- [SUPPLIED TEXT]:
==*==

It sounds like your plum may have Brown Rot. The Brown Rot fungi affects almost all top fruits, particularly apples, pears, plums, peaches and nectarines. The fungi Sclerotinia fructigen (on apples) and Sclerotinia laxa (on other host plants) gains entry through injured skin. This initial injury can be caused by pecking birds, cracking due to frost or irregular growth and scab infections. The fungus can spread to adjacent healthy fruit by direct contact, or by insects, birds or rain splash that has come in to contact with the source of infection. Fruit can also contract the disease in storage. DAMAGE Brown Rot occurs as brown decaying patches (which later bear white concentric rings of spores) on ripening fruits. Infected fruits usually drop off, but sometimes remain attached to the tree and become mummified. CONTROL There are no chemicals available to control this disease. However, preventative measures can be taken. All overwintering sources of infection should be removed and destroyed by the early spring. Fallen fruits, mummified fruits and the short section of the spur to which the fruit was attached should be removed and burned immediately. From May onwards the crop should be examined at regular intervals and any infected fruits should be destroyed. Avoid or minimise possible causes of injury to fruits by taking appropriate measures of pest control. Codling Moth is one of the major factors causing injury. The fungus gains easy entry into fruits through bird pecks and wasp bites. Netting will keep birds of the fruit and jam jars hung from trees can be used to trap wasps. Smear a small amount of jam inside the jar and fill it with soapy water. The fungus may also enter the fruit at the site of scab infection so control measures should be implemented against this disease. Fruit thinning will also reduce the spread of Brown Rot from one fruit to the other by contact. Fruit that is put in to storage should be unblemished and checked at regular intervals.
Can I grow a Plum in a large pot ? Can I grow a plum in a large pot - and if so what variety is best?
Most plum trees are grafted, and what rootstock they are grafted onto will determine their eventual height and spread. As the name suggests, plum trees grafted onto Pixie rootstock will produce a dwarfing tree, with an eventual height and spread of just 3 x 3m, so these are the best options for pots. These tend to do very well in large pots, provided they are kept well fed and watered.
This plant is deciduous so it will lose all its leaves in autumn, then fresh new foliage appears again each spring.
- Position: full sun
- Soil: will tolerate most soils, except very chalky or badly drained
- Rate of growth: slow growing
- Ultimate size on VVA1 rootstock: 3 x 3m (10x10ft)
- Ultimate size on St Julien rootstock: 4 x 4m (13x13ft)
- Flowering period: April to May
- Flower colour: white
- Other features: top quality culinary or dessert plum (late September)
- Hardiness: fully hardy
An upright, vigorous tree which produces large, sweet purple plums late in the season. It is a popular variety that has cup-shaped white flowers later than most, reducing the risk of the blossom being killed by late frosts. The versatile fruit can either be eaten fresh or used for cooking, and is fairly juicy with yellow flesh. It is a self-fertile tree that is wonderful plum for a small garden.
Garden care: When planting incorporate lots of well-rotted garden compost in the planting hole and stake firmly.
Stone fruits like the plums should be pruned in the summer because they are prone to a disease called Silver Leaf which enters through cuts. If you prune in late summer, the sap is slowing but is still running fast enoughenough to seal up any wounds. Check and remove any damaged, diseased or broken branches.

==*==

- [RECORDED DATA]:

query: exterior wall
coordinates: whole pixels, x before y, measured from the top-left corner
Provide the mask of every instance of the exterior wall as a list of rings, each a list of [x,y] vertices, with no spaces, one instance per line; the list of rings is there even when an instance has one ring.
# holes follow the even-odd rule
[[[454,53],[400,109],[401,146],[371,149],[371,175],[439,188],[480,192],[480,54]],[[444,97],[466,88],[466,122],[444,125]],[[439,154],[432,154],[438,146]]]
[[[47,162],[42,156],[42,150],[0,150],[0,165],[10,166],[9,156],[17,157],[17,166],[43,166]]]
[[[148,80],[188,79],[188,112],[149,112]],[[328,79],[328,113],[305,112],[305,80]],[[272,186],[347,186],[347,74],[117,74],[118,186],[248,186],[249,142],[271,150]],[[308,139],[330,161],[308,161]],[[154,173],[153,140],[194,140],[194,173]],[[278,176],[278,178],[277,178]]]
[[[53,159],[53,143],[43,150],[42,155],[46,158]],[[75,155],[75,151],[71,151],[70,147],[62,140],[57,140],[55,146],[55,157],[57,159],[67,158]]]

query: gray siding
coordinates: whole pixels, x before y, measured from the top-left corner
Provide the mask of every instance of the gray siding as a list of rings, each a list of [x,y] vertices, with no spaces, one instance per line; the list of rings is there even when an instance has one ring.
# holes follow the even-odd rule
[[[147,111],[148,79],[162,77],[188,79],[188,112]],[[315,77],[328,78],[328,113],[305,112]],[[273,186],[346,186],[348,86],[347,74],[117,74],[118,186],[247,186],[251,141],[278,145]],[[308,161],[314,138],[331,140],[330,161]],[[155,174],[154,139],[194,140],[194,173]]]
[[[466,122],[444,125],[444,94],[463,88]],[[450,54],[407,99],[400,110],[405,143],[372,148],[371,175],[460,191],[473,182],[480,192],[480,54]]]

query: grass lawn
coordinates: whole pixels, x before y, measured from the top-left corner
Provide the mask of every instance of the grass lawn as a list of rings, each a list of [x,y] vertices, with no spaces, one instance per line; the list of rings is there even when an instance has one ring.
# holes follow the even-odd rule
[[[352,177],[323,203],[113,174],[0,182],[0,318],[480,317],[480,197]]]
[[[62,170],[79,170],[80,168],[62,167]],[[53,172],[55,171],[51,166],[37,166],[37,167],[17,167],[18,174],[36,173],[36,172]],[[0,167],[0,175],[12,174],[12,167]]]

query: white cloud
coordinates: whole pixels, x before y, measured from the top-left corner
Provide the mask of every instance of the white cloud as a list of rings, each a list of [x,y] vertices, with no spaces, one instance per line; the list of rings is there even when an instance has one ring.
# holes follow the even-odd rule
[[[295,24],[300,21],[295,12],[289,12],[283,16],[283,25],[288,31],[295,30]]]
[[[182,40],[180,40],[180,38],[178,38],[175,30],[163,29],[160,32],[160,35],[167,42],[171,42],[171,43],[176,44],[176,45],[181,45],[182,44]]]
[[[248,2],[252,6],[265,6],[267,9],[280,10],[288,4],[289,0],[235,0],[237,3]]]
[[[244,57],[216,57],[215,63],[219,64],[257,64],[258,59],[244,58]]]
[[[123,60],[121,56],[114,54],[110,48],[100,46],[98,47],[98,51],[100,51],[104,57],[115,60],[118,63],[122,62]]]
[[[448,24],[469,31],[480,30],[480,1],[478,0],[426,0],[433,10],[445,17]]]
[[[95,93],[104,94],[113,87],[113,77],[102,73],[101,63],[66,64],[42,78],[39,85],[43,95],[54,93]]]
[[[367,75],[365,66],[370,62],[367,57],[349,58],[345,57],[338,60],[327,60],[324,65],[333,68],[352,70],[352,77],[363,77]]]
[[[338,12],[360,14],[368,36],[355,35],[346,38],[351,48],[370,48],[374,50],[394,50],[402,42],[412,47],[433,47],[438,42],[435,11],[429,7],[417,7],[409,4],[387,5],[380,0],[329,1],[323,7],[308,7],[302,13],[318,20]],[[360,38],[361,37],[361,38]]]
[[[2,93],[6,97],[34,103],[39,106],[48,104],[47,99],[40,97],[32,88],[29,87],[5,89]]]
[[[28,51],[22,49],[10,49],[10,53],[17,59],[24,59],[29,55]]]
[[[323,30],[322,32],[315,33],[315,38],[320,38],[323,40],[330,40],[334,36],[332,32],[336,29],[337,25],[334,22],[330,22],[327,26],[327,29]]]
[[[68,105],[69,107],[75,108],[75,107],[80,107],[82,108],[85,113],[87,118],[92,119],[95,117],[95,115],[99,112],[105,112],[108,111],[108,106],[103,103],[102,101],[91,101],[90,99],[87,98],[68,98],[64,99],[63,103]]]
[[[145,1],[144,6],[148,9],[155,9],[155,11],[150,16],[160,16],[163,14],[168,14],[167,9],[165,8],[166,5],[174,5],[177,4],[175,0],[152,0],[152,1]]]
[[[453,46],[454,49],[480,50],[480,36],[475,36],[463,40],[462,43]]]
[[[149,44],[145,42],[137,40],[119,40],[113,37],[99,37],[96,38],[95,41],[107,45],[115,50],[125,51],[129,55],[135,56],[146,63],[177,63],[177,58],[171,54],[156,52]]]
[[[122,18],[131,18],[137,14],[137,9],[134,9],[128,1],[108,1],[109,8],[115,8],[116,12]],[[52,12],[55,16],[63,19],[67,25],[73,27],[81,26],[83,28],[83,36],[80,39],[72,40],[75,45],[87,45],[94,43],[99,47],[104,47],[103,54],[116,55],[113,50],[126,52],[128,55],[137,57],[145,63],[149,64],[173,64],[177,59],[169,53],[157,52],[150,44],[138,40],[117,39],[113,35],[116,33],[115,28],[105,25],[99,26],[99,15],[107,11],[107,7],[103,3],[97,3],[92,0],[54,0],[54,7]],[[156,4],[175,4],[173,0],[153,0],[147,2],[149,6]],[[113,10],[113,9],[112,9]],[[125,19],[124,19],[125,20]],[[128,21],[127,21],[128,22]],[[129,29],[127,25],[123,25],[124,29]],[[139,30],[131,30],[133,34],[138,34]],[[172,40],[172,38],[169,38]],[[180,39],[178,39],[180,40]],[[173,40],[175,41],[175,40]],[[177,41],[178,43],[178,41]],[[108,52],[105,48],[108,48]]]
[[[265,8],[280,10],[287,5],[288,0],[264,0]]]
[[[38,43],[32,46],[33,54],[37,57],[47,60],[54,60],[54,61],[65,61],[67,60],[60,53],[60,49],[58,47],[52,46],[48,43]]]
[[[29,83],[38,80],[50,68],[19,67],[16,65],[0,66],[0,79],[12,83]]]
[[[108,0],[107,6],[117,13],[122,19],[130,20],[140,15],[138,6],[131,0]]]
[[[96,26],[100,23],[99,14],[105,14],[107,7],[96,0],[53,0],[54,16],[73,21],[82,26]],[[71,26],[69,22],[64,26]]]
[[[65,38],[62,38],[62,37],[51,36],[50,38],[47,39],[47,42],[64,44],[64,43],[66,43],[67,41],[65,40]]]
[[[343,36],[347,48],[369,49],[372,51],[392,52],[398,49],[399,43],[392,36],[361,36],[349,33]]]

==*==

- [PARTS OF THE EXERCISE]:
1. In one to three sentences, explain why, according to the plum care text, plums should be pruned in summer.
2. Reproduce the plum care text from "Most plum trees" down to "x 4m (13x13ft)".

- [EXERCISE SOLUTIONS]:
1. Plums are stone fruits that are prone to Silver Leaf, a disease that enters through cuts. In late summer the sap is slowing but still runs fast enough to seal up any wounds.

2.
Most plum trees are grafted, and what rootstock they are grafted onto will determine their eventual height and spread. As the name suggests, plum trees grafted onto Pixie rootstock will produce a dwarfing tree, with an eventual height and spread of just 3 x 3m, so these are the best options for pots. These tend to do very well in large pots, provided they are kept well fed and watered.
This plant is deciduous so it will lose all its leaves in autumn, then fresh new foliage appears again each spring.
- Position: full sun
- Soil: will tolerate most soils, except very chalky or badly drained
- Rate of growth: slow growing
- Ultimate size on VVA1 rootstock: 3 x 3m (10x10ft)
- Ultimate size on St Julien rootstock: 4 x 4m (13x13ft)